**Objective:**
Could you repeat the records word for word, starting at the line that contains "of the rock" and ending after the line that contains "(1222, 356)"?

=====

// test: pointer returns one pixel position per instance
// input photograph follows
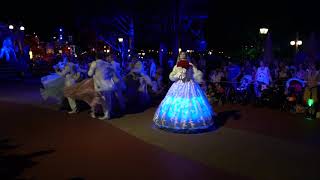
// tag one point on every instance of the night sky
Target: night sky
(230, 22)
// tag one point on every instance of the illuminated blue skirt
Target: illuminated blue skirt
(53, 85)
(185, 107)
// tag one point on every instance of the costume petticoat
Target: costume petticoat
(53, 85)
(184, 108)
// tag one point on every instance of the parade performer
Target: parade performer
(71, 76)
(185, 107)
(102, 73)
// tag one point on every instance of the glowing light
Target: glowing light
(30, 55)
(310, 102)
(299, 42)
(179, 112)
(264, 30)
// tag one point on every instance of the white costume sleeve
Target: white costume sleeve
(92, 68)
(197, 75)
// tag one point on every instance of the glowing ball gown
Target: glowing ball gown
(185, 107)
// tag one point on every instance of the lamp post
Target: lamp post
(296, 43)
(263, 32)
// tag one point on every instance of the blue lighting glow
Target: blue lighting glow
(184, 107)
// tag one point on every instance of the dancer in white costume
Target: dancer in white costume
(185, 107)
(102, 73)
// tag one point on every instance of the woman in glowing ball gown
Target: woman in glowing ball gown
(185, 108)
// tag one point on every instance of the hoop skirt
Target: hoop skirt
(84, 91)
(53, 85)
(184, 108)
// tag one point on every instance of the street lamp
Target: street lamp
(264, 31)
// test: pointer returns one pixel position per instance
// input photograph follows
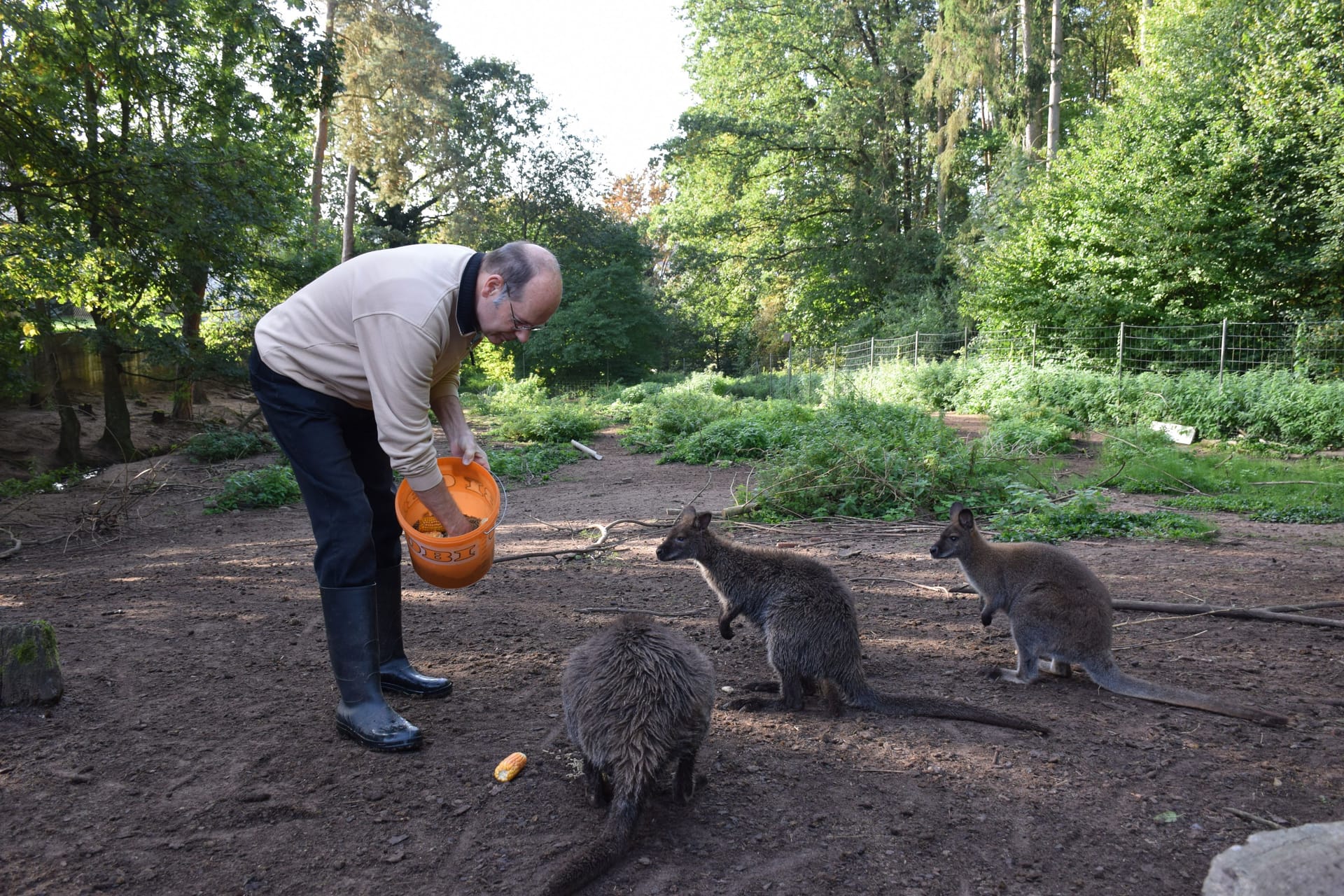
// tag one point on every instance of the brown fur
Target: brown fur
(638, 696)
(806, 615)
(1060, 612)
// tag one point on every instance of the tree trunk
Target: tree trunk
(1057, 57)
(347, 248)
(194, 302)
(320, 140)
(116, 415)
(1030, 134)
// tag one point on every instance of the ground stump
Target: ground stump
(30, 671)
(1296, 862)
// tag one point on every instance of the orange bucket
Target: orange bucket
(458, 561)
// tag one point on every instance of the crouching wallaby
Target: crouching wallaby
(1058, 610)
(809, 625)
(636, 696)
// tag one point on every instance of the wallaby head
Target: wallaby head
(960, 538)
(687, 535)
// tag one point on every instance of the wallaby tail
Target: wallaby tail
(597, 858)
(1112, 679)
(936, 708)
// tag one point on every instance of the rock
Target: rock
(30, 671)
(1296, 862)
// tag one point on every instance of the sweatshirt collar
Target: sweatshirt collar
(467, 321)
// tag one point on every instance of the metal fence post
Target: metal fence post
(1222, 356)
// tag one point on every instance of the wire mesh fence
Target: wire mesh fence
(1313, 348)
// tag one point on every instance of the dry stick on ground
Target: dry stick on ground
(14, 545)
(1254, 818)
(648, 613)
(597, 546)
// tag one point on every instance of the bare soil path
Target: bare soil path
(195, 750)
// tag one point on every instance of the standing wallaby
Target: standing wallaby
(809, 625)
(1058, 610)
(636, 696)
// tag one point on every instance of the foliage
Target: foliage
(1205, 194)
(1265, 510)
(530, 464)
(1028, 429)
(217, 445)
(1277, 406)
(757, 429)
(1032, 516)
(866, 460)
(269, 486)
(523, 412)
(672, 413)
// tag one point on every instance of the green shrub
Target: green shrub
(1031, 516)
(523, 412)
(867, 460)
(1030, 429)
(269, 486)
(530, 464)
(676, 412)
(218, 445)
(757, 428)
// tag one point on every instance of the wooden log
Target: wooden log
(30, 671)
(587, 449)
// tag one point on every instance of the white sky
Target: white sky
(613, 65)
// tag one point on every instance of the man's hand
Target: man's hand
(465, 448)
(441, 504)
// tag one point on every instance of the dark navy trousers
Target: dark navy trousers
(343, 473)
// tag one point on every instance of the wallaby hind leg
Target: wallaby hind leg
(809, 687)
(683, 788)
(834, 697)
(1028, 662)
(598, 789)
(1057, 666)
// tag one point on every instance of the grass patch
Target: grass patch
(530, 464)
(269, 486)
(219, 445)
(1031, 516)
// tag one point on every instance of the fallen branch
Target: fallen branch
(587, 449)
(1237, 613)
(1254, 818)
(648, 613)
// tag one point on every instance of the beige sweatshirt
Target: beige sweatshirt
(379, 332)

=====

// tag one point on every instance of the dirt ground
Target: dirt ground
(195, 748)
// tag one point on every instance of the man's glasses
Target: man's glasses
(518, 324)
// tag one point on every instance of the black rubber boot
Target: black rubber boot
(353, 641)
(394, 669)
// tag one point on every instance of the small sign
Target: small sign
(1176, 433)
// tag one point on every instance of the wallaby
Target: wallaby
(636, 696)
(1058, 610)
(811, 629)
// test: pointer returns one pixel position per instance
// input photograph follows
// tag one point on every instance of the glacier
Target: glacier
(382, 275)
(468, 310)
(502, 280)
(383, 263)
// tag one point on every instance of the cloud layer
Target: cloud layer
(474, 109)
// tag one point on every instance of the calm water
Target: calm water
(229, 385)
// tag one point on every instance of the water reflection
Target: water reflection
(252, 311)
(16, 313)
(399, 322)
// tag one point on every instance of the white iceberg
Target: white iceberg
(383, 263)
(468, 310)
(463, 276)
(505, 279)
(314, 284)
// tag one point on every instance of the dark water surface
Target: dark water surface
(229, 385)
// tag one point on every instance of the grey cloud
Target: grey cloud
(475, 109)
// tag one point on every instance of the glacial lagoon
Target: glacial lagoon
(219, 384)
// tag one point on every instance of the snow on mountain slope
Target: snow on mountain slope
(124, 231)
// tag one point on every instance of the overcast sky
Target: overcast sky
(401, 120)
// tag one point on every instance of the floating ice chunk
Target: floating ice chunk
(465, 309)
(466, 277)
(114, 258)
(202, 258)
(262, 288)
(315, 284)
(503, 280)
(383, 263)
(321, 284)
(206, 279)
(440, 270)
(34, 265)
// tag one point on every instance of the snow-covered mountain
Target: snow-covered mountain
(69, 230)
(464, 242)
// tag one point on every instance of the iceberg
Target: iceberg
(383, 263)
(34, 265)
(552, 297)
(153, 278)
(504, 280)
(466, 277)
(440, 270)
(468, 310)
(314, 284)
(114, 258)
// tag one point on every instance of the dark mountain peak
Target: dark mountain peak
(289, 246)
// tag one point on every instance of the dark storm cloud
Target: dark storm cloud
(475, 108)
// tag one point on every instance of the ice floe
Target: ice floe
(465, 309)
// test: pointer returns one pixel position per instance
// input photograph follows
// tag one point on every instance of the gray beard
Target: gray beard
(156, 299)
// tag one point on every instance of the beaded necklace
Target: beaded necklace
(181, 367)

=====

**Task response:**
// tag one point on every instance of the rock
Target: rock
(30, 671)
(1296, 862)
// tag one point on every instance of the sweatshirt collar
Target: sweatshirt collar
(467, 321)
// tag one point on every instance of the metal fence post
Target: metal fence post
(1222, 356)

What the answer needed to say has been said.